- WORK REQUEST
A complete, exact copy of the records below is the required result.

▼

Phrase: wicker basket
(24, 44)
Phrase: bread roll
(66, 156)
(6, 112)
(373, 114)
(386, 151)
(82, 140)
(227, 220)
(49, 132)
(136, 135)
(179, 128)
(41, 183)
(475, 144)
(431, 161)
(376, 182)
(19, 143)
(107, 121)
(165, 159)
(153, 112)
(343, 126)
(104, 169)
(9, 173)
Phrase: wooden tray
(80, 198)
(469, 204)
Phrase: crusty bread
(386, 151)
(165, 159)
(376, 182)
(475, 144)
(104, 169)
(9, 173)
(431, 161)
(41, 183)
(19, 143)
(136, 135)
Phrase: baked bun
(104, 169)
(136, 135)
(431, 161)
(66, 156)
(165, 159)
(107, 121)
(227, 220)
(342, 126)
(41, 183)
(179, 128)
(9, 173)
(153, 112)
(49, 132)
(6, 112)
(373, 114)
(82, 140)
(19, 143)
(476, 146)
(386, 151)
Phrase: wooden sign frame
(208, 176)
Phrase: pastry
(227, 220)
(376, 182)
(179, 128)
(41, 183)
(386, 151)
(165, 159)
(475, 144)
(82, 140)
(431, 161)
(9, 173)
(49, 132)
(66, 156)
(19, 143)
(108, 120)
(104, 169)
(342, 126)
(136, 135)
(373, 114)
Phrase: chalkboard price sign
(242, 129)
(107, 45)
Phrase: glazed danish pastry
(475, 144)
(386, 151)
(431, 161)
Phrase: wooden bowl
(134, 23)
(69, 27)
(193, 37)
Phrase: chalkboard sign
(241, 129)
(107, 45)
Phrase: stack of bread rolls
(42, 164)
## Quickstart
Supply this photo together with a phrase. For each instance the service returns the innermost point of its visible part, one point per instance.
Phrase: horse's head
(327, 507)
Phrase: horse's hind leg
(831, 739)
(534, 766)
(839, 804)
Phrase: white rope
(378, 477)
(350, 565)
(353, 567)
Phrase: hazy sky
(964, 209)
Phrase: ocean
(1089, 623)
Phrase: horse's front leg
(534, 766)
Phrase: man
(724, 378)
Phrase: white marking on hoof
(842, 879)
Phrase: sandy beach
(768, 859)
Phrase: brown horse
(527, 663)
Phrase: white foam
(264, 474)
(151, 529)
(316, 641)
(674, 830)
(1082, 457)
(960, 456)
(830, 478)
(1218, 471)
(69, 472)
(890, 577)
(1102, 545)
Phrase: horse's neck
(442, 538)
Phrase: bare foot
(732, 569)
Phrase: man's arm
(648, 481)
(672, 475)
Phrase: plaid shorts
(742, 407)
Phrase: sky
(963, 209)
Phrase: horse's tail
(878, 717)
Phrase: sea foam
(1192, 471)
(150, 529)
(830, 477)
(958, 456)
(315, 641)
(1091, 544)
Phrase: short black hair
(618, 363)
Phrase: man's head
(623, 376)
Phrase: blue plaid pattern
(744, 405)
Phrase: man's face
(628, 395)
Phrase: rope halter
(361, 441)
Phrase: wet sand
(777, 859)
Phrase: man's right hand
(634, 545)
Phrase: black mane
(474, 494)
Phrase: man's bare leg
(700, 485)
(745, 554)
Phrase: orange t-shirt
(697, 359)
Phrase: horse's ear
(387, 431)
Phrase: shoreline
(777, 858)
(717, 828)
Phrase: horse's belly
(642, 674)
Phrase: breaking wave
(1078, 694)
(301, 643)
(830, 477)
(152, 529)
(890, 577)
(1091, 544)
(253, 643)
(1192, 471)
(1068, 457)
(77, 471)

▲

- RESPONSE BELOW
Phrase: wicker basket
(24, 44)
Phrase: bread roll
(66, 156)
(6, 112)
(373, 114)
(386, 151)
(82, 140)
(227, 220)
(49, 132)
(136, 135)
(179, 128)
(41, 183)
(475, 144)
(431, 161)
(376, 182)
(19, 143)
(107, 121)
(165, 159)
(153, 112)
(343, 126)
(104, 169)
(9, 173)
Phrase: wooden tray
(80, 198)
(469, 204)
Phrase: crusty bread
(386, 151)
(165, 159)
(376, 182)
(475, 144)
(104, 169)
(9, 173)
(431, 161)
(41, 183)
(19, 143)
(136, 135)
Phrase: baked bun
(104, 169)
(136, 135)
(431, 161)
(66, 156)
(165, 159)
(107, 121)
(227, 220)
(342, 126)
(41, 183)
(179, 128)
(9, 173)
(153, 112)
(49, 132)
(6, 112)
(373, 114)
(82, 140)
(19, 143)
(476, 146)
(386, 151)
Phrase: wooden sign frame
(208, 176)
Phrase: pastry
(227, 220)
(376, 182)
(179, 128)
(41, 183)
(386, 151)
(165, 159)
(475, 144)
(82, 140)
(431, 161)
(9, 173)
(49, 132)
(66, 156)
(19, 143)
(108, 120)
(104, 169)
(342, 126)
(136, 135)
(373, 114)
Phrase: chalkboard price sign
(242, 129)
(107, 45)
Phrase: glazed danish pastry
(475, 144)
(386, 151)
(431, 161)
Phrase: wooden bowl
(134, 23)
(69, 27)
(193, 37)
Phrase: chalkboard sign
(241, 129)
(107, 45)
Phrase: stack of bread rolls
(42, 164)
## Quickstart
Supply this photo together with a phrase. For each instance the service returns the innermost point of its visible part, one point per instance.
Phrase: horse's head
(327, 507)
Phrase: horse's hind leg
(831, 739)
(534, 766)
(839, 804)
Phrase: white rope
(378, 477)
(350, 565)
(353, 567)
Phrase: hazy sky
(964, 209)
Phrase: ocean
(1089, 623)
Phrase: horse's front leg
(534, 766)
Phrase: man
(724, 378)
Phrase: white marking on hoof
(842, 879)
Phrase: sandy beach
(768, 859)
Phrase: brown horse
(527, 663)
Phrase: white foam
(264, 474)
(151, 529)
(316, 641)
(674, 830)
(1082, 457)
(960, 456)
(830, 478)
(1218, 471)
(69, 472)
(890, 577)
(1102, 545)
Phrase: horse's neck
(442, 538)
Phrase: bare foot
(732, 569)
Phrase: man's arm
(648, 481)
(672, 475)
Phrase: plaid shorts
(742, 407)
Phrase: sky
(963, 209)
Phrase: horse's tail
(878, 717)
Phrase: sea foam
(1192, 471)
(150, 529)
(830, 477)
(958, 456)
(315, 641)
(1091, 544)
Phrase: short black hair
(618, 363)
Phrase: man's head
(623, 376)
Phrase: blue plaid pattern
(744, 405)
Phrase: man's face
(628, 395)
Phrase: rope halter
(361, 441)
Phrase: wet sand
(777, 859)
Phrase: man's right hand
(634, 545)
Phrase: black mane
(474, 494)
Phrase: man's bare leg
(700, 485)
(745, 554)
Phrase: orange t-shirt
(697, 359)
Phrase: horse's ear
(387, 431)
Phrase: shoreline
(777, 858)
(717, 828)
Phrase: horse's belly
(642, 674)
Phrase: breaking wave
(1078, 694)
(301, 643)
(830, 477)
(152, 529)
(890, 577)
(1091, 544)
(253, 643)
(1192, 471)
(1068, 457)
(77, 471)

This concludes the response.